▶ [Document excerpt]

┌────────

Imaging method identifies glaucoma risk

FDOCT systems operating at a central wavelength of 1310 nm have been tried in glaucoma diagnosis before, but the increased sensitivity of the Fourier-domain approach comes at the price of limited usable imaging depth, partly due to the presence of a symmetric overlapping image artefact in the images. This artefact, referred to as the complex conjugate artefact, complicates image acquisition and prevents the technique from looking deeper than 3 to 4 mm into the critical anterior chamber of the eye; not deep enough for a firm diagnosis.

The Duke University team has developed a novel approach using interferometers constructed from 3 x 3 optical couplers for simultaneous acquisition of phase-separated spectral interferometric data, as well as a high-speed algorithm to correct for imperfect or miscalibrated phase shifts. This combination provides high-resolution, quantitative imaging in vivo at a scan rate of more than three times higher than that attainable with time-domain OCT systems, and is also able to image at greater depths.

└────────

▶ [Given records]
┌────────

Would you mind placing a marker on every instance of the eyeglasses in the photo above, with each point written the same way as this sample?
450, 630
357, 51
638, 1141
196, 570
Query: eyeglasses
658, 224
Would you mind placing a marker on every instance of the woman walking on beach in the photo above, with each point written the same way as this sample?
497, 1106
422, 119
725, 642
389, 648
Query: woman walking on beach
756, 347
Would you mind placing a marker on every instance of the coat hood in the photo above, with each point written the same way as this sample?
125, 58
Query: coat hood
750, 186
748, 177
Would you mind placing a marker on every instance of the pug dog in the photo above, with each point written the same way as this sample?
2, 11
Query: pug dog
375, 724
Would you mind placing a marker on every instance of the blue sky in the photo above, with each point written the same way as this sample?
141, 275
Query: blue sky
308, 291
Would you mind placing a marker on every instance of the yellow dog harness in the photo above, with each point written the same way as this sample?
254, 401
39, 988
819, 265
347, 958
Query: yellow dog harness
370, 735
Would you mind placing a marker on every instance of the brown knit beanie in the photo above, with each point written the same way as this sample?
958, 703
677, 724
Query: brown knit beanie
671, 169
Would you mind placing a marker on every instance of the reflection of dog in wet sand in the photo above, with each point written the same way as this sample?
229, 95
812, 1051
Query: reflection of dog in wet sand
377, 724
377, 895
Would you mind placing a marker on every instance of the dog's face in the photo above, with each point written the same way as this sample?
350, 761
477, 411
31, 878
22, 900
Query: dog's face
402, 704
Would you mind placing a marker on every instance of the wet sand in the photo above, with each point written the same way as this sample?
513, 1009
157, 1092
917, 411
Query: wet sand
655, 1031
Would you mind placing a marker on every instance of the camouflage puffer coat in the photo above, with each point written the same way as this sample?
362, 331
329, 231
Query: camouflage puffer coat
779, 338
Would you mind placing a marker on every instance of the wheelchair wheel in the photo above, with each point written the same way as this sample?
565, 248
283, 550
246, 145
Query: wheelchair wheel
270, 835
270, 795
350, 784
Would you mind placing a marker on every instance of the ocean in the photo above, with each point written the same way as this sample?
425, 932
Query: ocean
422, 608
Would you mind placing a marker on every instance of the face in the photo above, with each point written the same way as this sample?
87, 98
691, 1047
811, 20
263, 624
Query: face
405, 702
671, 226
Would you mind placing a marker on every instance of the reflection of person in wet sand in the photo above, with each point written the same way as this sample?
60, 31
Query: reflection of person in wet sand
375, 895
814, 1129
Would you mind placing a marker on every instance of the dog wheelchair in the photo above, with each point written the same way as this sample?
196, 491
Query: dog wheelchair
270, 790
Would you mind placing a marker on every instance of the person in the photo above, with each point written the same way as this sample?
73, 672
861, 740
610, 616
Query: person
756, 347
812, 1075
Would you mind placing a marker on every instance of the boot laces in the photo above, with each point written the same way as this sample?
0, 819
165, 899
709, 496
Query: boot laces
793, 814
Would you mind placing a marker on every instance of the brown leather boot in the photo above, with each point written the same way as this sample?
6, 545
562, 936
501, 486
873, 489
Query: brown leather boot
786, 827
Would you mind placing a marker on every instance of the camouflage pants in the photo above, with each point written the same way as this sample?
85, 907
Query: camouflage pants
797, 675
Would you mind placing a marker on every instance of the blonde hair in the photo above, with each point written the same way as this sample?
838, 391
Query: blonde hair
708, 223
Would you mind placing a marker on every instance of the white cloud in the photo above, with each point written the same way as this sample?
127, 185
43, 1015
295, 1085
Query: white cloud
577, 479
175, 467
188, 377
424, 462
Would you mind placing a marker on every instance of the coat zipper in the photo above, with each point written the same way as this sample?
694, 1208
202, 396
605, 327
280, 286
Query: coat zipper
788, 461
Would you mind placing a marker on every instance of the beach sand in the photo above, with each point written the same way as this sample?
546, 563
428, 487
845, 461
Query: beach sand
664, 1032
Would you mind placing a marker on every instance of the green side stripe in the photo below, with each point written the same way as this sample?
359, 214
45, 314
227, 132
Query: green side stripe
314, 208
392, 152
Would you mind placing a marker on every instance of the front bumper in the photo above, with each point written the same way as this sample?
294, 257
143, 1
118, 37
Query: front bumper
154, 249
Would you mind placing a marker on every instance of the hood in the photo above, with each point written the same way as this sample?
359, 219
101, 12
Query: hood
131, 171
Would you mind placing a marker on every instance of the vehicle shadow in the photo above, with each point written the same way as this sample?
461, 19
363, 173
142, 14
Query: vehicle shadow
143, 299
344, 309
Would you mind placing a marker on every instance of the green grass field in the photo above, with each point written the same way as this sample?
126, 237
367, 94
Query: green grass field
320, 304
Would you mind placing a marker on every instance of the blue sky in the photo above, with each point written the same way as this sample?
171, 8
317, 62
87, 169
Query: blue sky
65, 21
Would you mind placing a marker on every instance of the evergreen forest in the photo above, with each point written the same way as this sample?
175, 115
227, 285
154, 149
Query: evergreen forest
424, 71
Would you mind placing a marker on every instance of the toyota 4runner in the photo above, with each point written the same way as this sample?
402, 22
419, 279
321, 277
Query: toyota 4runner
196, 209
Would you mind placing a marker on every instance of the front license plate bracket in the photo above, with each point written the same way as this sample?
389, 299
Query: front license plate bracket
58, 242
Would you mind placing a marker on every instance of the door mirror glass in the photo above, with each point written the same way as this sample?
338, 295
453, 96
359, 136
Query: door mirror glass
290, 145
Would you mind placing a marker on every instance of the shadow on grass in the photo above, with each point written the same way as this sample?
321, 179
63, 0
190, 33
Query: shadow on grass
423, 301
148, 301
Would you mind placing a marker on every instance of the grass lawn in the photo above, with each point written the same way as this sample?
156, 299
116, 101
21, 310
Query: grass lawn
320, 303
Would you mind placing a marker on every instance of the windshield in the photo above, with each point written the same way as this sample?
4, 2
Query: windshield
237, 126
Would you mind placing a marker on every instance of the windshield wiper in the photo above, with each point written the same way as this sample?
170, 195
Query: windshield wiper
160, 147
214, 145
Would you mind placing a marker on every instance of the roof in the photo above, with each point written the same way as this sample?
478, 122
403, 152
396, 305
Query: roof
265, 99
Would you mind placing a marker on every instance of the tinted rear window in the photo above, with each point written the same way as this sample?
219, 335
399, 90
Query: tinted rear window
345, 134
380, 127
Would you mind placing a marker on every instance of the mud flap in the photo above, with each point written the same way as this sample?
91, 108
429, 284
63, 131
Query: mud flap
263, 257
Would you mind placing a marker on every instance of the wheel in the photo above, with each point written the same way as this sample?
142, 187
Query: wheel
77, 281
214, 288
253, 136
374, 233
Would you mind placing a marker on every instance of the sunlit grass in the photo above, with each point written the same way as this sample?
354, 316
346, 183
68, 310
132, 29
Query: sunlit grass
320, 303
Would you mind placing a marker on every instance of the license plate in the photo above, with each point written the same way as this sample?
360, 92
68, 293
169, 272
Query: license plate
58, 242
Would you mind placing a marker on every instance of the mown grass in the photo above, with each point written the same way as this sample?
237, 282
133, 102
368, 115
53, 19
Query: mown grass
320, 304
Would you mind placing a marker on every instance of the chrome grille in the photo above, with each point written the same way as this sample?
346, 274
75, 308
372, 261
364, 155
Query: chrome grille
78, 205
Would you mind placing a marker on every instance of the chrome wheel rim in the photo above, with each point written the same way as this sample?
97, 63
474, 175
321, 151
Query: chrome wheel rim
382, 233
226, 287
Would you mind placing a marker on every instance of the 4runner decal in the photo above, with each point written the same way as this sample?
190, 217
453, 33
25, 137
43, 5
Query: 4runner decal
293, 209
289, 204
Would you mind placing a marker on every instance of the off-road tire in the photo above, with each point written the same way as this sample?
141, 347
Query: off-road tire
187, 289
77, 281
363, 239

└────────
┌────────

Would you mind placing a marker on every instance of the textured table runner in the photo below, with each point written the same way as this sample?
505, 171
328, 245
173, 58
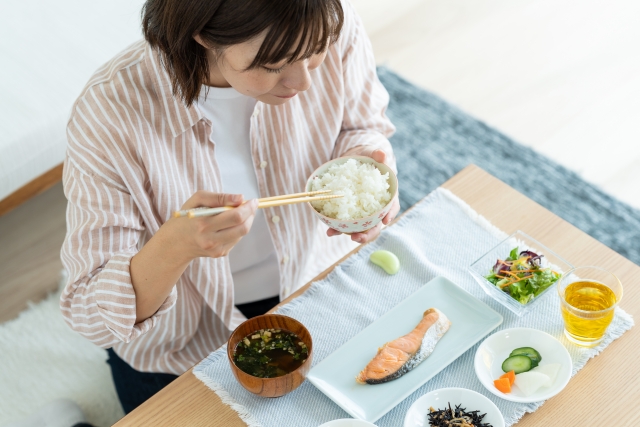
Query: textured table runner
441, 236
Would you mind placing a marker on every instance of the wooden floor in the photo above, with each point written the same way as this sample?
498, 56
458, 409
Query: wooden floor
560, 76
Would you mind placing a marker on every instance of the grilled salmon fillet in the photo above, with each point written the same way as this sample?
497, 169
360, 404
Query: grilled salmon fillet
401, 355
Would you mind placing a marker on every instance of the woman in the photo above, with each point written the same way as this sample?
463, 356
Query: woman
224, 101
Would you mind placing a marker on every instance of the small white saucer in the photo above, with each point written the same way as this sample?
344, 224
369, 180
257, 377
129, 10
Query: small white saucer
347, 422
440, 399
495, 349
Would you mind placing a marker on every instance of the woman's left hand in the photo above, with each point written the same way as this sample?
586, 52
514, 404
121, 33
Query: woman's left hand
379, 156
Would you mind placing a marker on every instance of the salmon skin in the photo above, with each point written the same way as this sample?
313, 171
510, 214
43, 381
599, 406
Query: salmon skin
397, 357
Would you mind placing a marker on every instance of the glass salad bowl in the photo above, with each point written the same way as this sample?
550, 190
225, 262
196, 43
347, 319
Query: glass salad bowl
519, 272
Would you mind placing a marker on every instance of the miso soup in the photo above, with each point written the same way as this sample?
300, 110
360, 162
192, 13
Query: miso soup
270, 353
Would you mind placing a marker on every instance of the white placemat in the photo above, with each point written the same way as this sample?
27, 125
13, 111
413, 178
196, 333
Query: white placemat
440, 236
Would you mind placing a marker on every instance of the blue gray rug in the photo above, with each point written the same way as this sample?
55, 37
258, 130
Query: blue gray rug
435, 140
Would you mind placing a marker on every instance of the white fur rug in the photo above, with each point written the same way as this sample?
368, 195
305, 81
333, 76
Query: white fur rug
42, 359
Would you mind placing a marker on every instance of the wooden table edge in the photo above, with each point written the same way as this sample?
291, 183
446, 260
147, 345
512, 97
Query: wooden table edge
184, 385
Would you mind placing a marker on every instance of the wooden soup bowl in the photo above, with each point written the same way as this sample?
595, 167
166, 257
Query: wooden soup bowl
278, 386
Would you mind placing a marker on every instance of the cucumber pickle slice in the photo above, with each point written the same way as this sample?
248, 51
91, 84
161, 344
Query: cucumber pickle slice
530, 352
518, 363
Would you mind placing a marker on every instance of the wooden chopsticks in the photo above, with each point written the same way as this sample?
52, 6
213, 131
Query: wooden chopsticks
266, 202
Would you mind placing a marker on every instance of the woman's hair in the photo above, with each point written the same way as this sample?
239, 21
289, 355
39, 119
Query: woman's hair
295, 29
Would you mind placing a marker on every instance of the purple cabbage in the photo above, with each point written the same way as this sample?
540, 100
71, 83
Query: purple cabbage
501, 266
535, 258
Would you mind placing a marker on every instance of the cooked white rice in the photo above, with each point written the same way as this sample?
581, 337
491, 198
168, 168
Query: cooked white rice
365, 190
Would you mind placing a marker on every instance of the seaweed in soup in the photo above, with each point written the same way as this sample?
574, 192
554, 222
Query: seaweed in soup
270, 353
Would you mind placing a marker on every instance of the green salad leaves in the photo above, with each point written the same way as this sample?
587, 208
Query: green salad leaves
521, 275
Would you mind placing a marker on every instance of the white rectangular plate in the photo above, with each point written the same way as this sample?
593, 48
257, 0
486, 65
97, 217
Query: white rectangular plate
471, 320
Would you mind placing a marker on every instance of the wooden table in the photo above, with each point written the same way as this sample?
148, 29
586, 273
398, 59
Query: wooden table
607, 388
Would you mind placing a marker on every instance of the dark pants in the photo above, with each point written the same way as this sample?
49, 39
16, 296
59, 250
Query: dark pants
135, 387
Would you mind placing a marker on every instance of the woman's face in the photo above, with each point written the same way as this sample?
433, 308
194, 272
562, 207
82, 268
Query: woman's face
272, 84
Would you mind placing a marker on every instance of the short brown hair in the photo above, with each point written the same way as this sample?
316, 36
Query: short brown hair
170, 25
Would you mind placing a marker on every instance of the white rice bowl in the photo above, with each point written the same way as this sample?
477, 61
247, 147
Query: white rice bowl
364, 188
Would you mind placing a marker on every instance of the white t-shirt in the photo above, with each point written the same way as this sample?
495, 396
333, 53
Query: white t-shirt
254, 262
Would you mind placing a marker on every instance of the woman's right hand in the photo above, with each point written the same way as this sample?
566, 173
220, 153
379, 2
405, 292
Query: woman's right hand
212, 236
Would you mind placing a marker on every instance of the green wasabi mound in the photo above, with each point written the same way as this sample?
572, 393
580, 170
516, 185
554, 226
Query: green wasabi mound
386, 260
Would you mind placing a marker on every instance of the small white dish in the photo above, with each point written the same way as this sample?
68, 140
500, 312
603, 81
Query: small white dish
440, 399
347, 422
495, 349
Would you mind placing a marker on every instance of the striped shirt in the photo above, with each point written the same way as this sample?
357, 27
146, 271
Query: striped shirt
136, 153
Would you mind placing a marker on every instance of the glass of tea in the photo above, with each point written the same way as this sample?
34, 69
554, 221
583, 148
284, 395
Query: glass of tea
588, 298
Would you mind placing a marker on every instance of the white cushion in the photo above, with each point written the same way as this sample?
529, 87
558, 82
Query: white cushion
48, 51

└────────

▶ [Work instructions] Continue the article on the imaging method for glaucoma risk, starting after its last sentence.

▶ [Output of the task]
"Resolution of the complex conjugate artefact permitted a scan depth in excess of 6.3 mm, allowing imaging of the entire depth of the anterior chamber while reducing artefacts," said Asrani. "The combination of this depth resolution and the detailed viewing possible with FDOCT technology represents a novel breakthrough in this field."

In addition to imaging the drainage angle region and iris, the system permits visualization of other areas of in the eye in both two-dimensional and volumetric cross-sectional images, suggesting a wide range of potential clinical applications. Use of this adapted FDOCT method in glaucoma treatment may permit accurate diagnosis even by a general eye care practitioner without any specialist training.

Asrani predicted that the technique would be available at teaching or university hospitals within five years.